TEXTE FOURNI:
○ ○ ○ ○ ○

Mais la vie et ses épreuves ne sont pas une course linéaire, avec un départ, un chrono et un classement à l’arrivée ! Bla bla bla c’est le chemin qui compte bla bla bla mais oui. C’est vraiment le chemin qui compte, t’es au courant ? Et oui, c’est dur, t’en as chié, t’as pas fini d’en chier, ça c’est la donnée de départ.

La vraie question, c’est : et est-ce que tu réussis ? Selon ta propre définition, parce qu’encore une fois, il n’y a ni critères ni classement. Donc : est-ce que tu réussis ?

Si je regarde le chemin parcouru, indubitablement : oui. Je ne suis plus la même personne qu’il y a un an. Je suis tellement plus loin, plus « haut » sur les flancs de la montagne qu’il y a un an.

Je sais où je suis, je sais d’où je viens, et pour la première fois de ma vie sans doute, je ne suis pas en train de chercher mon chemin : je suis en train de le tracer, et je suis plus confiante que je ne l’ai jamais été.

○ ○ ○ ○ ○

MATÉRIEL AFFICHÉ:
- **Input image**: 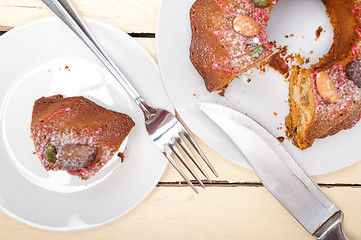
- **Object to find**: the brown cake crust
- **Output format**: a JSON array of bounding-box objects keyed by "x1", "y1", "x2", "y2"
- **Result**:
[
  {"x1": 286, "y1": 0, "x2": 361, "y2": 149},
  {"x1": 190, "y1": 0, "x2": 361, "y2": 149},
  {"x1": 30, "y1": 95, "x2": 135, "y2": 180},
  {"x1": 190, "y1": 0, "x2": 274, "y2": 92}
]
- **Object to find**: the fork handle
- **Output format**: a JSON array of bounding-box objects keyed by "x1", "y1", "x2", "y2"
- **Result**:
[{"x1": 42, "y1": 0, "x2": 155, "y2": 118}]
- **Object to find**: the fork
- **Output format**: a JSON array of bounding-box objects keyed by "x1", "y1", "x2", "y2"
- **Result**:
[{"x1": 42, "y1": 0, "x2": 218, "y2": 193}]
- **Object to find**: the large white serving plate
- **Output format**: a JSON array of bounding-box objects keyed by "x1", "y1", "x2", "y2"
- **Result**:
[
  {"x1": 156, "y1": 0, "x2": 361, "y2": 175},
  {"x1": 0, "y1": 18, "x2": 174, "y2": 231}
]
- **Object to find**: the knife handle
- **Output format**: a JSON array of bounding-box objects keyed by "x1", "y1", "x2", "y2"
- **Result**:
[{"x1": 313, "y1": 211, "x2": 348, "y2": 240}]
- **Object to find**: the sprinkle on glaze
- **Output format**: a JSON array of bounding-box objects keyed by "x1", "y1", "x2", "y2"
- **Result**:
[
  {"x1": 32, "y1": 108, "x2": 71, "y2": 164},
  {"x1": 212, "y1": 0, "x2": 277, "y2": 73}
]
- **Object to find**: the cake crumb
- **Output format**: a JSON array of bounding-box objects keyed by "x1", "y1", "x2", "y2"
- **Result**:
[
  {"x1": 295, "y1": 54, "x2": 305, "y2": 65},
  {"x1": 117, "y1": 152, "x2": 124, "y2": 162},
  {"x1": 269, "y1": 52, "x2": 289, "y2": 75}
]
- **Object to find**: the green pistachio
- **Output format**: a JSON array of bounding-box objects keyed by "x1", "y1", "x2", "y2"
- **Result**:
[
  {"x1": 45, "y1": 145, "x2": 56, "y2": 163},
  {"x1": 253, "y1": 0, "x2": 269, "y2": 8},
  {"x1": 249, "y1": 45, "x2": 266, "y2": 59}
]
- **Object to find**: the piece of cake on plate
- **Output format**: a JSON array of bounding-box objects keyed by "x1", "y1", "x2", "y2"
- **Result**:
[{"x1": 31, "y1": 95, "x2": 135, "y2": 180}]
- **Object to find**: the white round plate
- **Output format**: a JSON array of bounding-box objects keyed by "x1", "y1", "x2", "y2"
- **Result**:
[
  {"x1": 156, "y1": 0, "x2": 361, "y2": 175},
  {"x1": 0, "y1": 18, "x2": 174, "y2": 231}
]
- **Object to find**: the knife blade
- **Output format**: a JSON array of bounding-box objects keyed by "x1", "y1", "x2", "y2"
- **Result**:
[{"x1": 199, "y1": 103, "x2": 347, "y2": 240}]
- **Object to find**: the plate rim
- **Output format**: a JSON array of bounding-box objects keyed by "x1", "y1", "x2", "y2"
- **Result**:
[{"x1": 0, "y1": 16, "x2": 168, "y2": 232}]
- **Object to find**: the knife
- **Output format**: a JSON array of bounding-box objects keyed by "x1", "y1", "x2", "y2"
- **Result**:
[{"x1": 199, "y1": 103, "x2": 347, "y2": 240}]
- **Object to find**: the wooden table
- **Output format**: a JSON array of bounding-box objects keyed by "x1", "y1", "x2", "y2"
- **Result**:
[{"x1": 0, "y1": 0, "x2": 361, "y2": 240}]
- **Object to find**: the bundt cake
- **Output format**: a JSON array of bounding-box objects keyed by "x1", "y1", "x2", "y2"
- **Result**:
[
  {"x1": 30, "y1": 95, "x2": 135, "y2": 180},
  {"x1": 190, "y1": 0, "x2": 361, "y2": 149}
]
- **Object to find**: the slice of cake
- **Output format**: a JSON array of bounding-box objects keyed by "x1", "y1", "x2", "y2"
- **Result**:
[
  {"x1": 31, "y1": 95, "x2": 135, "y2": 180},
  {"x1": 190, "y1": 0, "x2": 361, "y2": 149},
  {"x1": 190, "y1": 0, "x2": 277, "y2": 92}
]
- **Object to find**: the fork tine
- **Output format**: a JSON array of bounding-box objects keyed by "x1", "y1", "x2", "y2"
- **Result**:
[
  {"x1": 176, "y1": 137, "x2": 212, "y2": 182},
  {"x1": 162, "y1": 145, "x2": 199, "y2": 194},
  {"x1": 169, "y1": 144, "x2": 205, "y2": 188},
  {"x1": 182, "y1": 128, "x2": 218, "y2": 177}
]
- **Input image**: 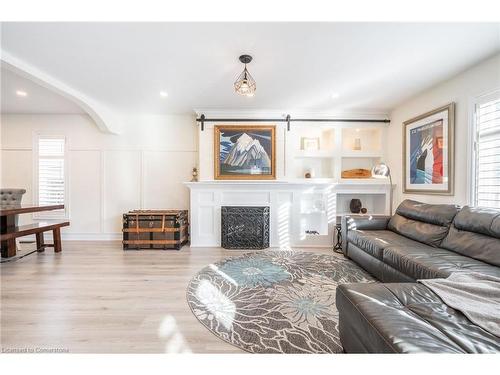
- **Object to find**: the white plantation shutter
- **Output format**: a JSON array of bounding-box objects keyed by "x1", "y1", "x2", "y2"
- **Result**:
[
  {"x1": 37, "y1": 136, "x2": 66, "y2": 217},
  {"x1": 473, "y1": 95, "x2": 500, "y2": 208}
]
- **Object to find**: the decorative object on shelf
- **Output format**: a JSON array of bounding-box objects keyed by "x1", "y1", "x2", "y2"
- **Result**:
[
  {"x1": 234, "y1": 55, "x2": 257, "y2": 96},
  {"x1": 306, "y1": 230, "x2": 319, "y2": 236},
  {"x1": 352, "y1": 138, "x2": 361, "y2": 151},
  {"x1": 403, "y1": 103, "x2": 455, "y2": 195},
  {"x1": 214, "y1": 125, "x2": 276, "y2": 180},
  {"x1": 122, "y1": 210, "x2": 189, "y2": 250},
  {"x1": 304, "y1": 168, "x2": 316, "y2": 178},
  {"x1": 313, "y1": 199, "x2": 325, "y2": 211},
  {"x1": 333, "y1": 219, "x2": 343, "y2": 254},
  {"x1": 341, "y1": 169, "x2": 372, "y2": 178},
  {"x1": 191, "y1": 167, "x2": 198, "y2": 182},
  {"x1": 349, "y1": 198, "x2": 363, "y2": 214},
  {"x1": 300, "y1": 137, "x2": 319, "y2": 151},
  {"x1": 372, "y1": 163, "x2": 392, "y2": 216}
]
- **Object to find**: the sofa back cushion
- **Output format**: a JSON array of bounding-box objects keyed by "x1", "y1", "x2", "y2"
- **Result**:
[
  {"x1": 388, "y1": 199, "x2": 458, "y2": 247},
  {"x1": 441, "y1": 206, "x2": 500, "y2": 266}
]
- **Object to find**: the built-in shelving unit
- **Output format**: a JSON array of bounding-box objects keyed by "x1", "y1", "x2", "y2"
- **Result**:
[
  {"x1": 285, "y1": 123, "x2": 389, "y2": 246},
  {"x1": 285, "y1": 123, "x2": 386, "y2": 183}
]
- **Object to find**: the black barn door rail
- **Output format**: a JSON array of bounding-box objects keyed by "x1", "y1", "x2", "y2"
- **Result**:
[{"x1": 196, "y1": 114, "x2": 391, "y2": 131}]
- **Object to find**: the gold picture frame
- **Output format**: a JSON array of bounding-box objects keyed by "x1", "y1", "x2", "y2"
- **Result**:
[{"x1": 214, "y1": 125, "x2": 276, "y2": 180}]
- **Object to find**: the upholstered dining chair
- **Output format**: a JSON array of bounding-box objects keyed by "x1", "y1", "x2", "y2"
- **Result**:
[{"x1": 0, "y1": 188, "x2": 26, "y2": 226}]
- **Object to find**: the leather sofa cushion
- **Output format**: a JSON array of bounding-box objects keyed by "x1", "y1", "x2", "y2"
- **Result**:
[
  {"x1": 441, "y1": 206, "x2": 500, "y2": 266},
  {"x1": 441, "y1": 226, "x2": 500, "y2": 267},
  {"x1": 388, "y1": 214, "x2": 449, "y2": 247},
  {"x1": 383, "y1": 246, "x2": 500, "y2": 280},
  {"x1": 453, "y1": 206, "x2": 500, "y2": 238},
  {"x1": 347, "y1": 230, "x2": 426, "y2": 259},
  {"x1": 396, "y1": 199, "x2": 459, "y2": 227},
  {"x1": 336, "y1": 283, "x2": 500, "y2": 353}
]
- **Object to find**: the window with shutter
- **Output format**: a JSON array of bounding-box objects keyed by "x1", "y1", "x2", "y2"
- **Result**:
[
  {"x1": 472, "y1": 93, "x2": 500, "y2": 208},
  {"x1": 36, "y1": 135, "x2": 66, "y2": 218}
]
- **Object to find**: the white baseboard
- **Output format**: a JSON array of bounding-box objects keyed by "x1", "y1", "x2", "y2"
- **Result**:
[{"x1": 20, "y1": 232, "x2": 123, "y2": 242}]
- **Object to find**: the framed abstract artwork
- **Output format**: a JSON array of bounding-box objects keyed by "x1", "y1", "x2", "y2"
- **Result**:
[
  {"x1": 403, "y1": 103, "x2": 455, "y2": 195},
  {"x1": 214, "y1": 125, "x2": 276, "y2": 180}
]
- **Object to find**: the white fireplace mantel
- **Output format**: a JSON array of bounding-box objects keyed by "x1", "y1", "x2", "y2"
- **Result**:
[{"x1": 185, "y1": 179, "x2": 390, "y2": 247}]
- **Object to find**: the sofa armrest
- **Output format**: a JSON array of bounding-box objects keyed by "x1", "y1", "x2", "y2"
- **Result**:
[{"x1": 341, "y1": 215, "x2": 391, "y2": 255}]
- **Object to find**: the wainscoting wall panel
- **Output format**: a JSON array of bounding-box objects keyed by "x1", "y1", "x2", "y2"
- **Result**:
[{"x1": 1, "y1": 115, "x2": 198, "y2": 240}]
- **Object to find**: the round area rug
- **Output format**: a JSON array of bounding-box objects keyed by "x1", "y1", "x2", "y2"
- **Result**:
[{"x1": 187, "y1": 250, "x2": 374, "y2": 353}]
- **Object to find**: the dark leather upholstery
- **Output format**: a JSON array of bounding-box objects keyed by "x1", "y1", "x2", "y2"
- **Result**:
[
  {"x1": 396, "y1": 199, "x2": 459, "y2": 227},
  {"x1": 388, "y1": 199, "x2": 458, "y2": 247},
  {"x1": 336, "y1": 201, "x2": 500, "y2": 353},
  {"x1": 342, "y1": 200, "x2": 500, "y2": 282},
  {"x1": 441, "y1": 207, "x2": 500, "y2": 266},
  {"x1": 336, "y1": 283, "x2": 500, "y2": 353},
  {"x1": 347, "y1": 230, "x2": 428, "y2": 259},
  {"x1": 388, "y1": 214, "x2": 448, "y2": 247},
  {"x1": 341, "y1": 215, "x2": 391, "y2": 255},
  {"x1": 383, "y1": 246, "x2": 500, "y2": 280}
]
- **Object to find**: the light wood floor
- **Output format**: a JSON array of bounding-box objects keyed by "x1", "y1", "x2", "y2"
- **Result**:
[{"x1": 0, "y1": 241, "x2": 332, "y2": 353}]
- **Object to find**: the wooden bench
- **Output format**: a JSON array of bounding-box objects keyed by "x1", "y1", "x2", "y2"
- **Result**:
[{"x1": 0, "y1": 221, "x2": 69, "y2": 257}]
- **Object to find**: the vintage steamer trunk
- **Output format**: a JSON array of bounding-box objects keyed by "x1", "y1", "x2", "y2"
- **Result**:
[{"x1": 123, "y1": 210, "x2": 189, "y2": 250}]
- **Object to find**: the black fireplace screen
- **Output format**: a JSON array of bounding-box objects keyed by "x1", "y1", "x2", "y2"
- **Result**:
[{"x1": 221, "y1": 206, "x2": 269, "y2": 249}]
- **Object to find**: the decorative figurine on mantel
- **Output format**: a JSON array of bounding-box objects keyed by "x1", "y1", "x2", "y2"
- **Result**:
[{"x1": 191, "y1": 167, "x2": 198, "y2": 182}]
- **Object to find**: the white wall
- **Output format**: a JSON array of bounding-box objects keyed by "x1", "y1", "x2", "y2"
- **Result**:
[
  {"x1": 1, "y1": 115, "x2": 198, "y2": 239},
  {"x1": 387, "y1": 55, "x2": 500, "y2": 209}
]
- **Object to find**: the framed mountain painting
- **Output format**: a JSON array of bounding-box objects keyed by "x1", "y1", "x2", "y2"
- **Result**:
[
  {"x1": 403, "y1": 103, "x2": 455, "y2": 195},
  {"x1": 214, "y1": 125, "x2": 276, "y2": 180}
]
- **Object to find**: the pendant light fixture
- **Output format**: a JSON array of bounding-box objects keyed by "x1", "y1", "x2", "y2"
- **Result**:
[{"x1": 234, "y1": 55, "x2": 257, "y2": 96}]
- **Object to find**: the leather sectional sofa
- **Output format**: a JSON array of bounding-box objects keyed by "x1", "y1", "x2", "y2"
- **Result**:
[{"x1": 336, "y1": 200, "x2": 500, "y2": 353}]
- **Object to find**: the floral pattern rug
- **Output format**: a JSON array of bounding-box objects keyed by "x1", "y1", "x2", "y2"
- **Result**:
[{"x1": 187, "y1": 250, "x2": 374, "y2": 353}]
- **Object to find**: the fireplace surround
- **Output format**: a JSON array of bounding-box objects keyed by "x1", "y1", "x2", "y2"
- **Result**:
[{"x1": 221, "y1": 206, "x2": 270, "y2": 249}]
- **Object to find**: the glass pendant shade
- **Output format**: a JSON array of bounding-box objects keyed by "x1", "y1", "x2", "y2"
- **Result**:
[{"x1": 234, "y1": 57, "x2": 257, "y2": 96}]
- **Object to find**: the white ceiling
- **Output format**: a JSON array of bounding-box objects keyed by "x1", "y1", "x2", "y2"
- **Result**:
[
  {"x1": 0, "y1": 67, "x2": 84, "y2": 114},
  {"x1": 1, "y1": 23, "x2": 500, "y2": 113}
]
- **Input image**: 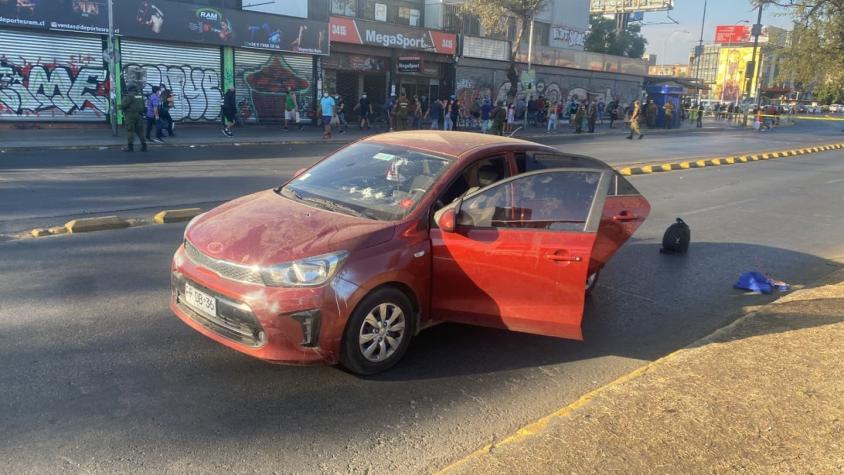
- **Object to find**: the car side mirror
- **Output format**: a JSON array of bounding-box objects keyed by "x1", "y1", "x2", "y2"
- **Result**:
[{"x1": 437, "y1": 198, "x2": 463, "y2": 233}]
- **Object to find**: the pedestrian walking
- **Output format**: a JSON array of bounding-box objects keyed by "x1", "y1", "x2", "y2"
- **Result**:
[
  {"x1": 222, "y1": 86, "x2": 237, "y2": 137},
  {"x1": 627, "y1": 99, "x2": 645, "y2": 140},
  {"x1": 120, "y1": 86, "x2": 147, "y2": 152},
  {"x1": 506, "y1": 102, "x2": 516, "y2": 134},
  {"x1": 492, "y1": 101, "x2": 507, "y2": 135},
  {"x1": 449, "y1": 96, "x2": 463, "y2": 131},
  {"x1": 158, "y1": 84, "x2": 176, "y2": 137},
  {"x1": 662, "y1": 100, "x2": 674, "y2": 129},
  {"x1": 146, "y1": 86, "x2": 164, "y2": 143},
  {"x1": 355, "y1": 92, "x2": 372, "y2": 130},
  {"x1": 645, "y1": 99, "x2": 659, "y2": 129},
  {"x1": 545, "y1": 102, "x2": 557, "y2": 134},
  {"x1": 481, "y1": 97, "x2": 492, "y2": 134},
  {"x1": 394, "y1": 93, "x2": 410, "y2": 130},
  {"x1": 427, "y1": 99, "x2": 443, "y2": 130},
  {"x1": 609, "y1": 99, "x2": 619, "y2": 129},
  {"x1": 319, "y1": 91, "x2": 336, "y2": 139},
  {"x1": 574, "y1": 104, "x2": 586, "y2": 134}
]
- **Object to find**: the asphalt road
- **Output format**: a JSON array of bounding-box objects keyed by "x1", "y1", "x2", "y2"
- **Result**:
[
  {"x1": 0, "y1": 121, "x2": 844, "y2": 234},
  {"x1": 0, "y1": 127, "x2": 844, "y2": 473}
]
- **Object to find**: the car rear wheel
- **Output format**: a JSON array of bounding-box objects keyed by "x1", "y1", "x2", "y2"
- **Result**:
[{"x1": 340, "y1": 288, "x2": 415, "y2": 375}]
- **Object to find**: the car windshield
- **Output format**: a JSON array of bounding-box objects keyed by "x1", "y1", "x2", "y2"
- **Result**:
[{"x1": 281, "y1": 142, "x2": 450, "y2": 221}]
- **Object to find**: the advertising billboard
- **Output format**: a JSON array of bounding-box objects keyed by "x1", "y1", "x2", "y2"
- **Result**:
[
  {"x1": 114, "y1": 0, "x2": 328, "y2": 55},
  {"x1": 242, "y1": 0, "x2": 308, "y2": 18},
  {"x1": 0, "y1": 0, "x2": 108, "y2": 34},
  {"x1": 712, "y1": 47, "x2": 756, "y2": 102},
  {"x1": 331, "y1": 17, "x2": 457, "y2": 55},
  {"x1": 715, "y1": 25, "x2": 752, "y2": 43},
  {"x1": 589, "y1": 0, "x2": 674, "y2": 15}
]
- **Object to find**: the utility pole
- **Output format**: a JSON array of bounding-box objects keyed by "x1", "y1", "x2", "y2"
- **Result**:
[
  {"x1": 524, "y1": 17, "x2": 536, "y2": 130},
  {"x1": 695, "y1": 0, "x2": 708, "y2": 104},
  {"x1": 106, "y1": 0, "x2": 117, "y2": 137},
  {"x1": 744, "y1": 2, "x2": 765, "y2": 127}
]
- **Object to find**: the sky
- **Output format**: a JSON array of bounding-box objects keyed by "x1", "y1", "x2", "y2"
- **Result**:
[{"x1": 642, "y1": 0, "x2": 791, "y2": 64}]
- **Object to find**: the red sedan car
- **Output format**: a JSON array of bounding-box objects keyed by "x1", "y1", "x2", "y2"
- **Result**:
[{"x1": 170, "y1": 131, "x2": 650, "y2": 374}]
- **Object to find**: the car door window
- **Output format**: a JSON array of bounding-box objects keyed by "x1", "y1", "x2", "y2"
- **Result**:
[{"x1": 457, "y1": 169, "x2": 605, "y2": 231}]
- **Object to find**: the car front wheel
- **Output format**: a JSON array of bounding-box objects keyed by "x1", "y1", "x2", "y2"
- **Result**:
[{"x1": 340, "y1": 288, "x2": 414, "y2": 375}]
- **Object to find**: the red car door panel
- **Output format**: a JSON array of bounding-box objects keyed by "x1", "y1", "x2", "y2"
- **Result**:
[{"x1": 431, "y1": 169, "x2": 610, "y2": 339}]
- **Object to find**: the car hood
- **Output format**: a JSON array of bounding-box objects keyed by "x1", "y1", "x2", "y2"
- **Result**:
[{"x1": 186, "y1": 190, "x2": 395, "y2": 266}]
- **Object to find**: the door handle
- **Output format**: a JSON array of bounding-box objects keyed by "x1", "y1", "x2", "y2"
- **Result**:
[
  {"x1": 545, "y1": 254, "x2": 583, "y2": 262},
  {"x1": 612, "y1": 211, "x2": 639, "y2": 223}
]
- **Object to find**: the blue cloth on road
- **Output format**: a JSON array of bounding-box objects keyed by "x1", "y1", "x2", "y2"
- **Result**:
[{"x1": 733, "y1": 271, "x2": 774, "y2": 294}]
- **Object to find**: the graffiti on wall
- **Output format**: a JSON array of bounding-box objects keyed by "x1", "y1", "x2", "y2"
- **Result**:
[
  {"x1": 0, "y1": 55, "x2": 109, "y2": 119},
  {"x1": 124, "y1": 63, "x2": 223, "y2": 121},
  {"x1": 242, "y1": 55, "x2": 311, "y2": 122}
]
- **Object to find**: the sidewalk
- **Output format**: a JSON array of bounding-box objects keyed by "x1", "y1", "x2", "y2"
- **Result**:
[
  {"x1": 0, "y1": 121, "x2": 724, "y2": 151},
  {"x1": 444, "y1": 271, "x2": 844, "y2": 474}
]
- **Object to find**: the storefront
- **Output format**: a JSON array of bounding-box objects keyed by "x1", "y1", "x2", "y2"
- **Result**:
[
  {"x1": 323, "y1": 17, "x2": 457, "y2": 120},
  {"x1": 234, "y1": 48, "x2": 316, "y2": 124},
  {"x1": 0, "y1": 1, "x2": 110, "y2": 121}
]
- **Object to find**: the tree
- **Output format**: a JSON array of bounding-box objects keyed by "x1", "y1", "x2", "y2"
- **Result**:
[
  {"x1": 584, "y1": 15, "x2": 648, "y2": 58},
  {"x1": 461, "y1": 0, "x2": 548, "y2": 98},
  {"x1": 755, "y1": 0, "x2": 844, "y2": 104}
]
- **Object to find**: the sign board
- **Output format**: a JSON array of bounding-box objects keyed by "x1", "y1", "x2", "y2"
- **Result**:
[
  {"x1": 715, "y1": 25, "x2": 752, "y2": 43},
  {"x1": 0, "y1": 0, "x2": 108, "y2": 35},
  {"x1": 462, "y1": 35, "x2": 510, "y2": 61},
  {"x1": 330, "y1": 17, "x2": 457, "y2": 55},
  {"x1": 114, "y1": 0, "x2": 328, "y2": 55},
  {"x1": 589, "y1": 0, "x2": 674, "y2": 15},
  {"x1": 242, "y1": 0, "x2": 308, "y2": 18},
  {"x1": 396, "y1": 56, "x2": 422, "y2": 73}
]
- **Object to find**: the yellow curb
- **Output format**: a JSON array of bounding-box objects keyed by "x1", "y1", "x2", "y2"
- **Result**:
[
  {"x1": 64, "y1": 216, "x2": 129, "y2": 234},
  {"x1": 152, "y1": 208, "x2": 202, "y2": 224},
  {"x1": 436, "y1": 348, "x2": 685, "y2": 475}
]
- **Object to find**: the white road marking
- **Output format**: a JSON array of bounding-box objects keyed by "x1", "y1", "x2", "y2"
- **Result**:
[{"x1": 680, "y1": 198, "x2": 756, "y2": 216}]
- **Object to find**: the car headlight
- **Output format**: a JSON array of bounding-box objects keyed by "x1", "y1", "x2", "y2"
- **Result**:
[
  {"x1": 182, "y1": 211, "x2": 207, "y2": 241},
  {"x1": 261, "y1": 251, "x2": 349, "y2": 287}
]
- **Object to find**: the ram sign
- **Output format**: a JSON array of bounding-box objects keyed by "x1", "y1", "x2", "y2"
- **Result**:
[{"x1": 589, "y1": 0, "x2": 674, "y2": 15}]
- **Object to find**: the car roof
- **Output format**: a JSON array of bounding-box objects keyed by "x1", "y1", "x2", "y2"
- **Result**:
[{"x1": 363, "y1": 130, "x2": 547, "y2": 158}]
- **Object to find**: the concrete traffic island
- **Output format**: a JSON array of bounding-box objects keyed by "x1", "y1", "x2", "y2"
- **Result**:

○ ○ ○ ○ ○

LISTE DES TÂCHES:
(a) D'après le texte fourni, qu'est-ce que la vie et ses épreuves ne sont pas ?
(b) Prolongez le texte fourni sur le chemin parcouru à partir de sa dernière phrase.

RÉPONSES PAR TÂCHE:
(a) Une course linéaire, avec un départ, un chrono et un classement à l'arrivée.

(b)
Je suis confiante dans le présent, et le présent me suffit. J’ai failli écrire « me comble », mais pas tout à fait, j’ai besoin d’être suffisamment insatisfaite pour continuer à avancer, vouloir toujours mieux. Ce n’est pas une mauvaise disposition, tant qu’elle ne m’empêche pas d’apprécier le présent. Je peux ressentir de la satisfaction vis-à-vis du présent, ET nourrir un désir de mieux pour l’avenir. Ce n’est pas incompatible. C’est l’équilibre que j’ai trouvé.

Je me suis relue ce week-end et ça m’a frappée : en quelques billets, je raconte un an et demi de souffrances et de galères. Ce tableau est injuste, il ne correspond pas à la réalité, il ne dépeint que les pics de « pire », les sensations de « chute libre » du roller-coaster qu’aura été cette période.

Alors, soyons honnête. Voici le vrai bilan de ma vie pro et perso depuis septembre 2016 :

J’ai beaucoup, beaucoup moins peur : moins peur de mes émotions, moins peur des autres, moins peur de l’échec, moins peur de la réussite, moins peur de me faire du mal, moins peur de décevoir.

J’ai infiniment plus confiance en les autres : là où j’étais incapable de déléguer la moindre tâche un tant soit peu significative, j’arrive même à déléguer des projets entiers qui me tiennent à coeur. Parce que j’ai confiance en la capacité des gens de mon équipe à les réaliser mieux que moi.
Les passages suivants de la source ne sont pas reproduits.